#### [AUFGABE A]
Wie lauten die Datensätze ab der Zeile mit „Where can the tree“ bis zu ihrem Ende, wenn du sie aktualisierst, indem du „dense bush“ durch „thick shrub“ ersetzt und alles Übrige unverändert lässt?

____ VORGEGEBENER TEXT

Deutschland im Winter 2010. Wir erleben wieder einmal einen Winter, der wirklich nach Winter ausschaut und sich auch so anfühlt. Auf der schwäbischen Alb liegt seit Anfang Januar eine permanent geschlossene Schneedecke. Der Wald hat sich in eine bizarre Welt aus Schnee und Reif verwandelt. Auf freien Flächen verrichtet der kalte Ostwind sein Werk und häuft den Schnee an einigen Stellen zu mächtigen Schneewehen auf. Morgens ist es lange dunkel und bereits am Nachmittag  verschwindet die Sonne schon wieder hinter dem Horizont. Schneestürme fegen über das Land, die Welt ist grau und nebelig.

Für die Meisten keine Bedingungen, bei denen man an Radfahren denken will. Mir geht es nicht so, mich zieht es hinaus in die raue und kalte Welt. Ich genieße die Fahrten durch die Glitzerwelt am frühen Morgen. Das Knirschen des Eises unter den Spikesreifen. Aber auch die Stille, die frisch gefallener Pulverschnee erzeugt, hier wird  jeder Laut  verschluckt. Die Tierspuren, oder die tägliche Begegnung mit dem Fuchs, der auf Beutesuche ist.
Und so kommt es, dass ich jetzt bereits Anfang März 1000 km auf Schnee verbuchen kann. 1000 ehrliche Kilometer auf schneebedeckten Forst-und Feldwegen und auf Trails.  1000 km Kälte, 1000 km Kampf, 1000 km Spaß, 1000 km Stille und Einsamkeit, 1000 km Abenteuer…jeden morgen, jeden Abend.

Dazu über 60 Nightrides, unzählige spaßbringende Ausfahrten mit Freunden. Da wird über Felsen gesprungen, steile und technisch anspruchsvolle Abfahrten absolviert und immer wieder das Bike zu einer interessanten Trailabfahrt hingebracht.

Aber auch mühsame Tage waren dabei: Tauwetter und Eisregen, zu hohe Schneewehen und  lange Märsche, bei denen das Bike nur geschoben und getragen werden konnte.
Und die Kälte, aber mit der lernt man um zu gehen. Moderne Sportbekleidung ermöglicht es mit 3 Lagen Stoff einen Temperaturgradienten von der Haut bis zur Außenwelt von über 50°C in nur wenigen Millimetern wirksam zu isolieren. Anständiges Schuhwerk ist Pflicht, und das heißt im Winter Bergstiefel und dicke Socken tragen. Esrtens läuft man damit besser und zweitens bleiben die  Zehen schön warm. Und zur Not gibt es immer noch eine elektrische Schuhheizung. Die Sturmhaube schützt das Gesicht vor dem kalten Wind und wenn es ganz kalt wird, dann kommt der Skihelm zum Einsatz.

________
____ VORLIEGENDE DATENSÄTZE

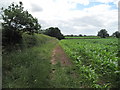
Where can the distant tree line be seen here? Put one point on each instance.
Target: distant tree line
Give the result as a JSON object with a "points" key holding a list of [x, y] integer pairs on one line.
{"points": [[16, 21], [102, 33]]}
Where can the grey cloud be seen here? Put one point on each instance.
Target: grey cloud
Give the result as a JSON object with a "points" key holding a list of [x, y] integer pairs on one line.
{"points": [[36, 8], [88, 20]]}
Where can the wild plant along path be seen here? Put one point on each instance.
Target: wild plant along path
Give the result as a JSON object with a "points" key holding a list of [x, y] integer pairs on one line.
{"points": [[58, 55]]}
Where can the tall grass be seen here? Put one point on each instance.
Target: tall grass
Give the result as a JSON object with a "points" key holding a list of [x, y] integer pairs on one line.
{"points": [[29, 67]]}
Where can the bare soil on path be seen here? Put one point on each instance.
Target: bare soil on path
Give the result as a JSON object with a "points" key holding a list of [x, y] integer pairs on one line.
{"points": [[58, 55]]}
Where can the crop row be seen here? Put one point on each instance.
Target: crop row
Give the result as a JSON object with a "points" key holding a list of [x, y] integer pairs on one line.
{"points": [[96, 60]]}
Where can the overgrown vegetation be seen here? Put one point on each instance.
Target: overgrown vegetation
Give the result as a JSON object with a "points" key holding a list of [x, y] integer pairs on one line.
{"points": [[30, 67], [54, 32], [16, 22]]}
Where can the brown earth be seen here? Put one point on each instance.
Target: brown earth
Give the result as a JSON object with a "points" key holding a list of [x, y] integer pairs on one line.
{"points": [[58, 55]]}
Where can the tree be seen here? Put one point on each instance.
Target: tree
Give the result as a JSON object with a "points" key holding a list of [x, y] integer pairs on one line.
{"points": [[80, 35], [16, 22], [54, 32], [116, 34], [103, 33]]}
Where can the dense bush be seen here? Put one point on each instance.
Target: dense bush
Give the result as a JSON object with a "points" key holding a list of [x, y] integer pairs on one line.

________

#### [AUFGABE B]
Kannst du den Bericht über das winterliche Radfahren auf der Schwäbischen Alb im Anschluss an seinen letzten Satz weiterführen?

#### [LÖSUNG A]
Where can the tree be seen here? Put one point on each instance.
Target: tree
Give the result as a JSON object with a "points" key holding a list of [x, y] integer pairs on one line.
{"points": [[80, 35], [16, 22], [54, 32], [116, 34], [103, 33]]}
Where can the thick shrub be seen here? Put one point on each instance.
Target: thick shrub
Give the result as a JSON object with a "points" key holding a list of [x, y] integer pairs on one line.

#### [LÖSUNG B]
Sonnenuntergang auf dem Volkmarsberg

Schnee, man sagt ja die Inuit hätten sehr viele Wörter für Schnee. Das ist auch richtig so. Die meisten Menschen unserer Zeit haben ein völlig verzerrtes Bild von dieser schönsten Form des Wassers. Sie kennen ihn nur als salzverseuchte braune matschige Masse, die auf den Straßen herum liegt. Wir Biker unterscheinen meist zwischen “gutem” Schnee und “bösem” Schnee. Der Eine macht Spaß, staubt und läßt sich gut befahren, der Andere bremst, ist matschig und stört eigentlich nur. Ich habe noch ein paar mehr Definitionen in den letzten Wochen sammeln können: “zu viel guter” Schnee, Tauwetterschnee, Firnschnee, Windverpresseter Schnee, Champagner-Powder, black ice und white ice, geilhuriger Schnee, tragfähiger Schnee, Wechtenschnee, Reifschnee, festgefahrener Schnee, Tracktorspurenschnee, eingefrorener Fußabdruck-Schnee, Pappschnee, Altschnee und Neuschnee, Tarnschnee, verräterische Spurenschnee…

Ein besonderer Reiz ist es in einen Trail die erste Spur zu legen. Es hat wieder einmal geschneit. Schöner Pulverschnee bedeckt alles. Also nichts wie raus auf die Trails. Hier gilt es schnell zu sein, schneller als die Anderen. Mühsam bahne ich mir den Weg zum Traileinstieg. Dann wird klar: der Weg ist jungfräulich, es war noch keiner hier. Ich stürze mich in die Abfahrt. Das Vorderrad schaufelt mir den Powder an die Beine. Ich kenne den Trailverlauf auswendig, weiß an welchen Stellen ich aufpassen muss, wo versteckte Löcher, Steine oder Wurzeln sind. Das Glücksgefühl ist unglaublich, ich war einmal wieder der erste. Und die Sektion wurde fehlerfrei befahren, noFoot wie der Experte zu sagen pflegt.

Ein Kollege hat mich diese Woche gefragt, ob ich auch noch etwas anders tun würde? Ja habe ich gesagt: 2 Kinder großziehen, arbeiten, Skitouren gehen, mich um diverse Freundschaften kümmern und ab und zu auch noch eine Party feiern.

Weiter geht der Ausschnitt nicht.